#### [THE EXERCISE]
Every entry must be given again exactly.

#### [SUPPLIED RECORDS]
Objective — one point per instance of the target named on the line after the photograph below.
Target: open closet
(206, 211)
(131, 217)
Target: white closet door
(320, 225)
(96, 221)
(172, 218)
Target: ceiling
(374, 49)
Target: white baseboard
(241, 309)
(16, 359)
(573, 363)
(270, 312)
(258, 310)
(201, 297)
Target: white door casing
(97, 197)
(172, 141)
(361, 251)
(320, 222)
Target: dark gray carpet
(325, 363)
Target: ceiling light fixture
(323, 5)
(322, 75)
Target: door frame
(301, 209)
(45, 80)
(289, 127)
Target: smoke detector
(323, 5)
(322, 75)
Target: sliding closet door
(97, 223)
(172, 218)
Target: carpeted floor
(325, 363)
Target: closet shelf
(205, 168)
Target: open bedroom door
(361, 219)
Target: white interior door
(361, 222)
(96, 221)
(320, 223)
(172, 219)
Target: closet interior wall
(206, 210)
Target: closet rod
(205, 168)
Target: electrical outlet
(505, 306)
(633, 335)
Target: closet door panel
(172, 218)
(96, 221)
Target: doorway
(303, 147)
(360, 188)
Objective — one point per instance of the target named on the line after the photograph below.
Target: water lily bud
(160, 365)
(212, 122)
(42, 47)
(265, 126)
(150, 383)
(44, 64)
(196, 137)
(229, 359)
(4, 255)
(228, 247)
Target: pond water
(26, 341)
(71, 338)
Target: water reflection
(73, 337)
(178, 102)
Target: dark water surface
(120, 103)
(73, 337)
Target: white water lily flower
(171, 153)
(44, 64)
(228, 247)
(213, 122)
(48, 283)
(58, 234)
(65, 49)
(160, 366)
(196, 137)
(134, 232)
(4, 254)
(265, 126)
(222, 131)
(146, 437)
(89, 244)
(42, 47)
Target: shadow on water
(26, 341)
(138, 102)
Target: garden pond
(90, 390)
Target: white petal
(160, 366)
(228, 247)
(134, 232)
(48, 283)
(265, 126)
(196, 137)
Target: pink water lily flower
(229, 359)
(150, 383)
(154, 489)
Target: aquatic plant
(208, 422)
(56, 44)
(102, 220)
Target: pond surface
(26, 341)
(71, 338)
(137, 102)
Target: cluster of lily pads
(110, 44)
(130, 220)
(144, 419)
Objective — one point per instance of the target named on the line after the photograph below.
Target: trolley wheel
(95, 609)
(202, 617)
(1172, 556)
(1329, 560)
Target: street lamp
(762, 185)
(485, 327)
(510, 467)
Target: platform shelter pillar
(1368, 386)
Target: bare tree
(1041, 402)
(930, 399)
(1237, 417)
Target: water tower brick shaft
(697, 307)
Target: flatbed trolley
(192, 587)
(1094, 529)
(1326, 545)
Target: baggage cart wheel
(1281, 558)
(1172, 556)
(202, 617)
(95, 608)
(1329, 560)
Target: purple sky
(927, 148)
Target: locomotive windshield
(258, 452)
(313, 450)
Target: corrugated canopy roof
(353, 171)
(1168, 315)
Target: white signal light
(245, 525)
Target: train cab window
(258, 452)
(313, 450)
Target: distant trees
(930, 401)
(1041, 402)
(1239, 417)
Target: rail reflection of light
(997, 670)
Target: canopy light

#### [RESPONSE]
Objective — one point per instance of the target named on the line after the photograph below.
Target: open closet
(206, 211)
(131, 217)
Target: white closet door
(320, 225)
(96, 221)
(172, 218)
Target: ceiling
(374, 49)
Target: white baseboard
(241, 309)
(16, 359)
(573, 363)
(270, 312)
(258, 310)
(201, 297)
Target: white door casing
(97, 197)
(172, 141)
(361, 251)
(320, 222)
Target: dark gray carpet
(325, 363)
Target: ceiling light fixture
(323, 5)
(322, 75)
Target: door frame
(301, 209)
(45, 80)
(289, 127)
Target: smoke detector
(323, 5)
(322, 75)
Target: sliding closet door
(97, 223)
(172, 218)
Target: carpeted floor
(325, 363)
Target: closet shelf
(205, 168)
Target: open bedroom door
(361, 219)
Target: white interior door
(361, 222)
(96, 221)
(320, 223)
(172, 219)
Target: closet interior wall
(206, 210)
Target: closet rod
(205, 168)
Target: electrical outlet
(505, 306)
(633, 335)
Target: closet door panel
(172, 218)
(96, 221)
Target: doorway
(303, 147)
(360, 188)
Objective — one point per instance of the target named on the line after the photograph below.
Target: water lily bud
(160, 365)
(212, 122)
(42, 47)
(265, 126)
(150, 383)
(44, 64)
(196, 137)
(229, 359)
(4, 255)
(228, 247)
Target: pond water
(26, 341)
(71, 338)
Target: water reflection
(73, 337)
(178, 102)
Target: dark water surface
(120, 103)
(73, 337)
Target: white water lily flower
(171, 153)
(44, 64)
(228, 247)
(213, 122)
(48, 283)
(58, 234)
(65, 49)
(160, 366)
(196, 137)
(134, 232)
(4, 254)
(265, 126)
(222, 131)
(146, 437)
(89, 244)
(42, 47)
Target: shadow on water
(26, 341)
(138, 102)
Target: garden pond
(90, 390)
Target: white petal
(160, 366)
(228, 247)
(134, 232)
(48, 283)
(265, 126)
(196, 137)
Target: pink water lily flower
(229, 359)
(150, 383)
(154, 489)
Target: aquatic plant
(208, 422)
(56, 44)
(102, 220)
Target: pond surface
(26, 341)
(71, 338)
(137, 102)
Target: cluster of lily pads
(110, 44)
(130, 220)
(144, 419)
Objective — one point per instance of the target named on the line after the photograph below.
Target: trolley wheel
(95, 609)
(202, 617)
(1172, 556)
(1329, 560)
Target: street lamp
(762, 185)
(485, 327)
(510, 467)
Target: platform shelter pillar
(1368, 386)
Target: bare tree
(1041, 402)
(930, 399)
(1237, 417)
Target: water tower brick shaft
(697, 307)
Target: flatbed trolley
(192, 587)
(1094, 529)
(1326, 545)
Target: baggage cart wheel
(1281, 558)
(1172, 556)
(202, 617)
(95, 608)
(1329, 560)
Target: purple sky
(927, 148)
Target: locomotive windshield
(258, 452)
(313, 450)
Target: corrugated canopy roof
(353, 171)
(1168, 315)
Target: white signal light
(245, 525)
Target: train cab window
(258, 452)
(313, 450)
Target: distant trees
(930, 401)
(1041, 402)
(1239, 417)
Target: rail reflection of light
(997, 670)
Target: canopy light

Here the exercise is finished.